**Given records:**
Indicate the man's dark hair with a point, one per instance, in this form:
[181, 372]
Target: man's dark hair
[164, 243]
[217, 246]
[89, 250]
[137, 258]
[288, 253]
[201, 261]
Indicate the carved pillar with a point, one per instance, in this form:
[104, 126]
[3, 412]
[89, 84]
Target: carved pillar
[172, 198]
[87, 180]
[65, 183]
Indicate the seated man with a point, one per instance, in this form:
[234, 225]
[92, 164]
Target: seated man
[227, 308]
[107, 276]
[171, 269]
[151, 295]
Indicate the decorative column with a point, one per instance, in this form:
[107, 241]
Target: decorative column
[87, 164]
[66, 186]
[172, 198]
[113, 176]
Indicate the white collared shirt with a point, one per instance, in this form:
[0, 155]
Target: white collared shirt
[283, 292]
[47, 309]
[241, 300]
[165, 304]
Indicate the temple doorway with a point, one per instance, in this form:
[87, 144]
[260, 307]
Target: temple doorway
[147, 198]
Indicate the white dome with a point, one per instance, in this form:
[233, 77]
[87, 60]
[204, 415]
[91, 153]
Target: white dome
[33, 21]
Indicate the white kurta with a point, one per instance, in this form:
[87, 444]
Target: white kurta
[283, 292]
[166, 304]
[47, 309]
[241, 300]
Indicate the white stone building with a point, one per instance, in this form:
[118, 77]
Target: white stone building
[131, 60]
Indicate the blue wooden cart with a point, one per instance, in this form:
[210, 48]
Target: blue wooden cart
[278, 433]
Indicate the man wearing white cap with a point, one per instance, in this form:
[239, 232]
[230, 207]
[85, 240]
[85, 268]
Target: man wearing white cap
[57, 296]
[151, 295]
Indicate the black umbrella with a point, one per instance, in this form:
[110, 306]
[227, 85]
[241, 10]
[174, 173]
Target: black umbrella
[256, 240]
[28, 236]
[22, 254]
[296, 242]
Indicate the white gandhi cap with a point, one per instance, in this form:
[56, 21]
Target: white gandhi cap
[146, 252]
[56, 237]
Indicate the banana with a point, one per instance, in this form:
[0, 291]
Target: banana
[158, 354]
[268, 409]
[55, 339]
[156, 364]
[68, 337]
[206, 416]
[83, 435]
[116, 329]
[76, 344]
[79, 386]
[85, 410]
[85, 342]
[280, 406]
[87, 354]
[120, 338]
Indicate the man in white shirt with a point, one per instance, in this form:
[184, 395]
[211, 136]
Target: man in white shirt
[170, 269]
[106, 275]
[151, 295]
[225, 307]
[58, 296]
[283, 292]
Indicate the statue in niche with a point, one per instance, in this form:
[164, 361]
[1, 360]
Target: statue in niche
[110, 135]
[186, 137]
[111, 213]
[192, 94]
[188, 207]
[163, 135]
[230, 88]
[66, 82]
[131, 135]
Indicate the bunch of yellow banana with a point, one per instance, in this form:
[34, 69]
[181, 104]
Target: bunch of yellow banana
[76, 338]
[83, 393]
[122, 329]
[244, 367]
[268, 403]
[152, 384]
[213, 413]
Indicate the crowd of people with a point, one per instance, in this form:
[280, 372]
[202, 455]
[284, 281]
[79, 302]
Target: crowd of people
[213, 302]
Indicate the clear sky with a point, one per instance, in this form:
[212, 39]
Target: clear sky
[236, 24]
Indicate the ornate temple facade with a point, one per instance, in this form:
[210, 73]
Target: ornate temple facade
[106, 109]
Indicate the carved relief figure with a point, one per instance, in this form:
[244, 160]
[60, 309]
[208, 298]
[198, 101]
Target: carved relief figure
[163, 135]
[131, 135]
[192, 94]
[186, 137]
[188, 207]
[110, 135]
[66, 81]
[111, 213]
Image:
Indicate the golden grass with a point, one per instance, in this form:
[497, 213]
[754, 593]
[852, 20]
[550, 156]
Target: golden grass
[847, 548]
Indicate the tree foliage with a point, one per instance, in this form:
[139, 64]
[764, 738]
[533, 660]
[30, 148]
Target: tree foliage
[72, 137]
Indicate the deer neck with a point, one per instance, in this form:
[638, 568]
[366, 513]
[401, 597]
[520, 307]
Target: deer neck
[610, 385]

**Exercise prompt:** Convert the material from the line containing "Indicate the statue" through the end of the material, both included, into a Markdown table with the columns Row and Line, skipping any blank lines.

**Correct output:**
| Row | Line |
|---|---|
| 1 | Indicate the statue in niche with a point, one per instance, in this form: |
| 2 | [164, 361] |
| 3 | [1, 360] |
| 4 | Target: statue in niche |
| 5 | [110, 135] |
| 6 | [186, 137] |
| 7 | [111, 213] |
| 8 | [192, 94] |
| 9 | [188, 207] |
| 10 | [163, 135] |
| 11 | [230, 88] |
| 12 | [66, 82] |
| 13 | [131, 135] |
| 14 | Indicate the bunch of yellow banana with a point, one per instance, in this form: |
| 15 | [34, 69] |
| 16 | [181, 104] |
| 17 | Target: bunch of yellow banana |
| 18 | [76, 338] |
| 19 | [83, 393] |
| 20 | [122, 329] |
| 21 | [244, 367] |
| 22 | [268, 403] |
| 23 | [152, 384] |
| 24 | [213, 413] |
| 25 | Indicate the crowd of people with a point, one per instance, in this form: |
| 26 | [280, 372] |
| 27 | [202, 455] |
| 28 | [284, 281] |
| 29 | [79, 302] |
| 30 | Target: crowd of people |
| 31 | [213, 302] |
| 32 | Indicate the clear sky with a point, one per instance, in this form: |
| 33 | [212, 39] |
| 34 | Target: clear sky |
| 35 | [236, 24] |
| 36 | Indicate the ornate temple facade with a point, one per instance, in this form: |
| 37 | [210, 73] |
| 38 | Target: ornate temple facade |
| 39 | [106, 109] |
| 40 | Indicate the carved relief figure with a point, one per instance, in this form: |
| 41 | [244, 160] |
| 42 | [60, 309] |
| 43 | [208, 298] |
| 44 | [198, 101] |
| 45 | Target: carved relief figure |
| 46 | [163, 135] |
| 47 | [131, 135] |
| 48 | [192, 94] |
| 49 | [186, 137] |
| 50 | [188, 207] |
| 51 | [110, 135] |
| 52 | [66, 81] |
| 53 | [111, 213] |
| 54 | Image: |
| 55 | Indicate the golden grass with a point, one per instance, in this form: |
| 56 | [497, 213] |
| 57 | [754, 593] |
| 58 | [852, 20] |
| 59 | [550, 156] |
| 60 | Target: golden grass |
| 61 | [847, 548] |
| 62 | Indicate the tree foliage with a point, one per instance, in this form: |
| 63 | [139, 64] |
| 64 | [764, 738] |
| 65 | [533, 660] |
| 66 | [30, 148] |
| 67 | Target: tree foliage |
| 68 | [72, 137] |
| 69 | Indicate the deer neck with a point, one per instance, in this form: |
| 70 | [638, 568] |
| 71 | [366, 513] |
| 72 | [401, 597] |
| 73 | [520, 307] |
| 74 | Target: deer neck |
| 75 | [610, 385] |